Material for this task Start Marker

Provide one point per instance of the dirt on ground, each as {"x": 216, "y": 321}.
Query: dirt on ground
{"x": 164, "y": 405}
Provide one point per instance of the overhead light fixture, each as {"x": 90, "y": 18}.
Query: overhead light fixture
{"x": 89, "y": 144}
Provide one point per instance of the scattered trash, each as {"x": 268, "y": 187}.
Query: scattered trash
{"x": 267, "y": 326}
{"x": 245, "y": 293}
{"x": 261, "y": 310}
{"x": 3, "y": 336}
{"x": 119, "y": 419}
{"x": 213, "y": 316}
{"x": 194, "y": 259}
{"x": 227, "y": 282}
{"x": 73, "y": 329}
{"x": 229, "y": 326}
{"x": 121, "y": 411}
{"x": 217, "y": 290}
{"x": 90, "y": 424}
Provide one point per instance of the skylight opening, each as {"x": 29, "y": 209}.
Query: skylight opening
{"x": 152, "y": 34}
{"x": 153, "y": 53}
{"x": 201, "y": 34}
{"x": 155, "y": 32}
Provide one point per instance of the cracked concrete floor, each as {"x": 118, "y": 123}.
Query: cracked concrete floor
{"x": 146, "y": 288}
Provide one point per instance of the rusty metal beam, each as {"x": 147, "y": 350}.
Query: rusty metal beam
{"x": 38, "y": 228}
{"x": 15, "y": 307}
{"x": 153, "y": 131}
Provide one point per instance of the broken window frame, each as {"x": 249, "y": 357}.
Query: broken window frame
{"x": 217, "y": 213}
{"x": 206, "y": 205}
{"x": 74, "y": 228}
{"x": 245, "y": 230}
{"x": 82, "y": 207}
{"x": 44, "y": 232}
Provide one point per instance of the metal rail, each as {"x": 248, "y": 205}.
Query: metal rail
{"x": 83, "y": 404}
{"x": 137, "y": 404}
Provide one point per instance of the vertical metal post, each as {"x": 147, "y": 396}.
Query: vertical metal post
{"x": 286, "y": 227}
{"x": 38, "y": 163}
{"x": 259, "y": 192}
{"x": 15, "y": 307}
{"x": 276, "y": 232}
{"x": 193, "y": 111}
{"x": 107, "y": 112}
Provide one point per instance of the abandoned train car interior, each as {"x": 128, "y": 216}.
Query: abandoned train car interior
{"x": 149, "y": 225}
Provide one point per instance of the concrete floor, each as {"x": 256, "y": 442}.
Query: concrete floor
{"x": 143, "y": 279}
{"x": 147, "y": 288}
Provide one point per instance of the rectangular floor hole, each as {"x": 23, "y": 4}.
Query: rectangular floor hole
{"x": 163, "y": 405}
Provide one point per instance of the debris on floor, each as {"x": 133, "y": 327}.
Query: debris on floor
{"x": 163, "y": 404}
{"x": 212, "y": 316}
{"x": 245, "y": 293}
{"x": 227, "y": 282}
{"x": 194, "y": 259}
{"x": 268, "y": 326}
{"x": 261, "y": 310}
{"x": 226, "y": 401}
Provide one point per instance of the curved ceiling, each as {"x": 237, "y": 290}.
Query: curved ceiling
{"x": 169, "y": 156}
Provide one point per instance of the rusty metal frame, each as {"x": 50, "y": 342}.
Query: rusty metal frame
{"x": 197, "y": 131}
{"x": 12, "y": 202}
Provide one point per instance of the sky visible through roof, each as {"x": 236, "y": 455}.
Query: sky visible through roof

Material for this task End Marker

| Exercise brief |
Please copy out each line in the entries that mentions the string "roof".

| Expected answer |
Provide one point per instance of the sky visible through roof, each as {"x": 236, "y": 455}.
Query: sky visible through roof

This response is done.